▶ **EXERCISE REQUIREMENTS**:
Print each of the records below again, word for word and line for line, leaving nothing out.

Stored entries:
※ ※ ※
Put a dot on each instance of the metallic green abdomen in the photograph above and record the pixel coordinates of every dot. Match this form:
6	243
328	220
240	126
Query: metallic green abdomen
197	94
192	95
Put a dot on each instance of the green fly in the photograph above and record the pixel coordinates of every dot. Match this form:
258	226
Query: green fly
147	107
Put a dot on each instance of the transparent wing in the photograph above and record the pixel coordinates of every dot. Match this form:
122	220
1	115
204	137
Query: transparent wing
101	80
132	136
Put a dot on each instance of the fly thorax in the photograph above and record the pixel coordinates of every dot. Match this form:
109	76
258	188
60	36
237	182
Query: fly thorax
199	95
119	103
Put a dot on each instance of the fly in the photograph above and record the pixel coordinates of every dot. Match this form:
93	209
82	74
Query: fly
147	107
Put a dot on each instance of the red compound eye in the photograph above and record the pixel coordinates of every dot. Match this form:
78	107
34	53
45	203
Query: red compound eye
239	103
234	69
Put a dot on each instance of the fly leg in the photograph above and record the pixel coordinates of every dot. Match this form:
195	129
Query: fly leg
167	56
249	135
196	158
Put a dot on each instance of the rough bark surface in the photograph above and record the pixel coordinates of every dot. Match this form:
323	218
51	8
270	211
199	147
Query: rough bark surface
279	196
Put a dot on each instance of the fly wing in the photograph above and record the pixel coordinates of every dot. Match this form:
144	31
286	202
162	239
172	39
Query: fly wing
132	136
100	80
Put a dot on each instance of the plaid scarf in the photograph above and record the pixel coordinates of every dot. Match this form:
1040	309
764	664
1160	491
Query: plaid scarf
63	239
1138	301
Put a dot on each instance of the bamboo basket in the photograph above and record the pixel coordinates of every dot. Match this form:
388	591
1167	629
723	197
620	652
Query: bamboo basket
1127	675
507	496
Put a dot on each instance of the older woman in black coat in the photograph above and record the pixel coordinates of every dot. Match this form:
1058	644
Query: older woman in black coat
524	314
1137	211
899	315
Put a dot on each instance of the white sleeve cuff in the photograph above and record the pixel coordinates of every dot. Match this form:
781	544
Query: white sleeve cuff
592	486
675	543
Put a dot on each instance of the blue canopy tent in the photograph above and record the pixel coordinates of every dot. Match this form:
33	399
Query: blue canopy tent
※ ※ ※
▶ **COMPLETED TASK**:
Put a dot on each instance of the metallic green abdomen in the photograph above and record the pixel coordinates of every dot. Match this form:
6	243
328	220
240	126
Query: metallic green abdomen
197	94
192	95
Put a dot on each instance of the green fly in the photograph above and record the pixel coordinates of every dot. Match this form:
258	226
Query: green fly
147	107
Put a dot on each instance of the transparent wing in the photograph above and record the pixel coordinates of every dot. Match this form:
122	220
1	115
204	137
Query: transparent wing
101	80
132	136
Put a dot on each instance of the fly thorax in the photograph above and record the pixel coordinates of every dot. Match this form:
109	76
258	188
60	36
237	182
Query: fly thorax
199	95
119	103
Put a dot on each instance of the fly in the photograph above and record the pixel coordinates of every dot. Match this form:
93	209
82	74
Query: fly
147	107
Put a dot on each instance of the red compound eye in the photograph above and record the pixel coordinates of every dot. Match this form:
78	107
34	53
45	203
Query: red compound eye
239	103
234	69
Put a dot on each instance of the fly leg in the photograph above and record the pixel coordinates of every dot. Match this form:
195	129
Query: fly leg
167	56
249	135
196	158
Put a dot on each instance of the rough bark surface in the photograph above and record the pixel coordinates of every dot. Match this form:
323	218
51	8
270	211
199	147
Query: rough bark surface
279	196
Put a dot on each instance of the fly wing in the photograph above and record the pixel coordinates of every dot. Match this form:
144	31
286	202
162	239
172	39
Query: fly wing
132	136
100	80
Put a dot on each instance of the plaid scarf in the photograph above and record the pixel coordinates of every dot. Match this form:
1040	309
764	664
1160	491
Query: plaid scarf
63	239
1138	301
Put a dot on each instance of the bamboo basket in the photograph above and record the pixel coordinates of every dot. Match this form:
388	591
1167	629
723	197
620	652
Query: bamboo basket
1127	675
507	496
Put a dot on each instance of the older woman in black coat in the photograph above and record the pixel coordinates of every dot. Match this form:
1058	644
Query: older woman in black coat
524	314
1137	211
899	315
Put a dot on each instance of the white sleeve cuff in the photograph above and record the pixel coordinates of every dot. Match this form:
781	544
Query: white sleeve cuff
592	486
675	543
Put a dot on each instance of the blue canopy tent in the photograph above and record the pixel coordinates of every dot. Match this form:
33	399
Query: blue canopy tent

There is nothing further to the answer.